_Your instructions_
From the line that contains "the gas cooktop" to the final line of the entries, return every line exactly and leave out all others.

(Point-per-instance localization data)
+++

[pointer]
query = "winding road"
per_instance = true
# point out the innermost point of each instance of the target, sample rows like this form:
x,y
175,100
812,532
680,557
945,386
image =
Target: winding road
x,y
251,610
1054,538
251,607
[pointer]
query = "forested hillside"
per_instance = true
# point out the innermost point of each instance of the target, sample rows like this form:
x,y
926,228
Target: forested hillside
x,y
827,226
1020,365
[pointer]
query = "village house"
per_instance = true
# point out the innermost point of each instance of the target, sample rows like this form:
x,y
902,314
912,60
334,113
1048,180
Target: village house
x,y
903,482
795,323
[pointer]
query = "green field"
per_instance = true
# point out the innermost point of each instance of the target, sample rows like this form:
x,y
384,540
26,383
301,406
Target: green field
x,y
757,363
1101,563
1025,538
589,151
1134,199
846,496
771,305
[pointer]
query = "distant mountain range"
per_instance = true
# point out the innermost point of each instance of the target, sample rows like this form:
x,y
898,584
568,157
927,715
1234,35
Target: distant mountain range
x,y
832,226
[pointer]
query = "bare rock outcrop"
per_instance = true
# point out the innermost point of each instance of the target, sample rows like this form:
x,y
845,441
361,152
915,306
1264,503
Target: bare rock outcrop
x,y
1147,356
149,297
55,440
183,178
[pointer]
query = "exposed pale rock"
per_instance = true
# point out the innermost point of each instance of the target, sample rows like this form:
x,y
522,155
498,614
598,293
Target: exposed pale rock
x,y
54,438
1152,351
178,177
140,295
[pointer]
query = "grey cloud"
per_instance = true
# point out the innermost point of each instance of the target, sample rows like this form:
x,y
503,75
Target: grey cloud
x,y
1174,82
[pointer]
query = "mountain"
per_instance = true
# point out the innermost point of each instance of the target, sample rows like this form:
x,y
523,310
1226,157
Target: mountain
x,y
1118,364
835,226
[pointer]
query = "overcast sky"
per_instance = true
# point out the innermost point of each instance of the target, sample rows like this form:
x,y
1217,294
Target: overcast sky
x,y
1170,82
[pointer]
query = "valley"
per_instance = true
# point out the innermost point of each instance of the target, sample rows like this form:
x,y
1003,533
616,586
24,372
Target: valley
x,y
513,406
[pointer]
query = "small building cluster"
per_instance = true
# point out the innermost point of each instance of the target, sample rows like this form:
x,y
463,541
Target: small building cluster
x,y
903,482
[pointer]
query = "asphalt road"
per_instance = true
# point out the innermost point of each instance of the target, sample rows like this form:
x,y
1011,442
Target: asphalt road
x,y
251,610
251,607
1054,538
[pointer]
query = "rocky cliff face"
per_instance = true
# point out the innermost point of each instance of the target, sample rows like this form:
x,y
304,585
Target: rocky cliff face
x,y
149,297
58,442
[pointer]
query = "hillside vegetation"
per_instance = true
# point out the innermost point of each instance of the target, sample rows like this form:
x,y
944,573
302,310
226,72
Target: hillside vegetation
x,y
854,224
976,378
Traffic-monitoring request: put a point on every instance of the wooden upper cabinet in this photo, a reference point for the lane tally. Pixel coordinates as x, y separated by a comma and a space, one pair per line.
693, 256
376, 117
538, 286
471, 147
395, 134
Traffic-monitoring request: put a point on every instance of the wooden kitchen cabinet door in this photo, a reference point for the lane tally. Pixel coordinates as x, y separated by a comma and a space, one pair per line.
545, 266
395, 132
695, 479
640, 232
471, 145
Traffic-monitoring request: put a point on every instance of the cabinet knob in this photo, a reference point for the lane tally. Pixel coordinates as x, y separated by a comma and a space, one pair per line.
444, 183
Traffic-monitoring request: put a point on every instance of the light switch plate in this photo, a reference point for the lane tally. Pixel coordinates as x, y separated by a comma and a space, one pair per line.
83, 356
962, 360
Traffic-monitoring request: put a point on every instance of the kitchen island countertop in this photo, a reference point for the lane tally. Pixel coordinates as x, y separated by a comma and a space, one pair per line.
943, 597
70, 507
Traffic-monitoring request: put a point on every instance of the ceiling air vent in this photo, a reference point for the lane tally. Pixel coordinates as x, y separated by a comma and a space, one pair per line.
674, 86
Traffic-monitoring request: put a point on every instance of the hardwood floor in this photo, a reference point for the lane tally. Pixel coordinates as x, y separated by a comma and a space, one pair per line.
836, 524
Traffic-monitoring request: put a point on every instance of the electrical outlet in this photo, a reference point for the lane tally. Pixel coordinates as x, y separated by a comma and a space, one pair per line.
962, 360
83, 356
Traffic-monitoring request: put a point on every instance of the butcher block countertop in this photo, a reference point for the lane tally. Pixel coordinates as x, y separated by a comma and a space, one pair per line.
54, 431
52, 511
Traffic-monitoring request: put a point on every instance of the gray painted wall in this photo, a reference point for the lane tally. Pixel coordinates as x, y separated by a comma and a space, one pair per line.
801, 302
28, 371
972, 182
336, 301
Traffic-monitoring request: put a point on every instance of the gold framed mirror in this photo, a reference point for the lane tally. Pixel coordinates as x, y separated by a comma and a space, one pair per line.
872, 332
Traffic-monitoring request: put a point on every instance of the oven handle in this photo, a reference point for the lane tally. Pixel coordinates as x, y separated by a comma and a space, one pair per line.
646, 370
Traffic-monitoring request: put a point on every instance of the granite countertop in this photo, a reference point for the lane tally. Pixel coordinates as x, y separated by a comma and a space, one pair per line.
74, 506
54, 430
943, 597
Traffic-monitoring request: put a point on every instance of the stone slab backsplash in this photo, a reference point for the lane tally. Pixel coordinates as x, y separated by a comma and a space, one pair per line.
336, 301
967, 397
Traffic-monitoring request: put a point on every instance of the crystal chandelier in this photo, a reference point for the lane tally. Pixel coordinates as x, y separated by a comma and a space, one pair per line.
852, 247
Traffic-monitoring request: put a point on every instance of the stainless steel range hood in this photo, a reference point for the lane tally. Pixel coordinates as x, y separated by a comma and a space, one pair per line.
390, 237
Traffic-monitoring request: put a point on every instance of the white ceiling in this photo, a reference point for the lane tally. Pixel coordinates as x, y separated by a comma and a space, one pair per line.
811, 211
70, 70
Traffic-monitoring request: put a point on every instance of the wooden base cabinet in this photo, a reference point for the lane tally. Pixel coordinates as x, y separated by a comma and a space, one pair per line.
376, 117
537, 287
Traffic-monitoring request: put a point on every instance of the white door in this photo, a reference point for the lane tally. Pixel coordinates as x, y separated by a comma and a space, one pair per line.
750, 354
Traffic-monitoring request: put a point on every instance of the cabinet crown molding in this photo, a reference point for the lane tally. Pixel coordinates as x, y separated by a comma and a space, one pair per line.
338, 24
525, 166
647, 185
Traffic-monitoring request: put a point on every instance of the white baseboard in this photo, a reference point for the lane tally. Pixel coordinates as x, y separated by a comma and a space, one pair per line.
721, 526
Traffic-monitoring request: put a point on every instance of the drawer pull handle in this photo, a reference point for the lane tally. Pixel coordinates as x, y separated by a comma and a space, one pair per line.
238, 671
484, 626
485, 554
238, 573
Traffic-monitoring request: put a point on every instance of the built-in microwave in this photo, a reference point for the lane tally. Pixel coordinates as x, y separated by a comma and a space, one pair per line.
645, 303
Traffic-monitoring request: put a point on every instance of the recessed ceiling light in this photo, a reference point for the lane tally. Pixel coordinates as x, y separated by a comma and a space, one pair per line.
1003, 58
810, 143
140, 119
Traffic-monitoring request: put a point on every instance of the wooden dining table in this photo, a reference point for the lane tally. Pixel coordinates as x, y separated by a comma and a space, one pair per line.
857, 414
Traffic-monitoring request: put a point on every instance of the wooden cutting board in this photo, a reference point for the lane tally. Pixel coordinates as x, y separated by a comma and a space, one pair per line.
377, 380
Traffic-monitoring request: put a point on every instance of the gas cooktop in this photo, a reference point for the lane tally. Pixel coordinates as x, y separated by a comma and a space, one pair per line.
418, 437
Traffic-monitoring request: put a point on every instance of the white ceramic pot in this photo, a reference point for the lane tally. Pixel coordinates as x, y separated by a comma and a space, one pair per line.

+++

_Answer section_
Traffic-monitoring request: put a point on every instance of the gas cooktop in this photo, a reference point for the lane tally. Pixel coordinates as x, y separated by a comma and a space, one pair per line.
418, 437
Traffic-monitoring request: put a point on every instance of the white ceramic pot in this photo, a reference point for the lane tally. Pixel coordinates as x, y separated by a comma and a space, one pair per line.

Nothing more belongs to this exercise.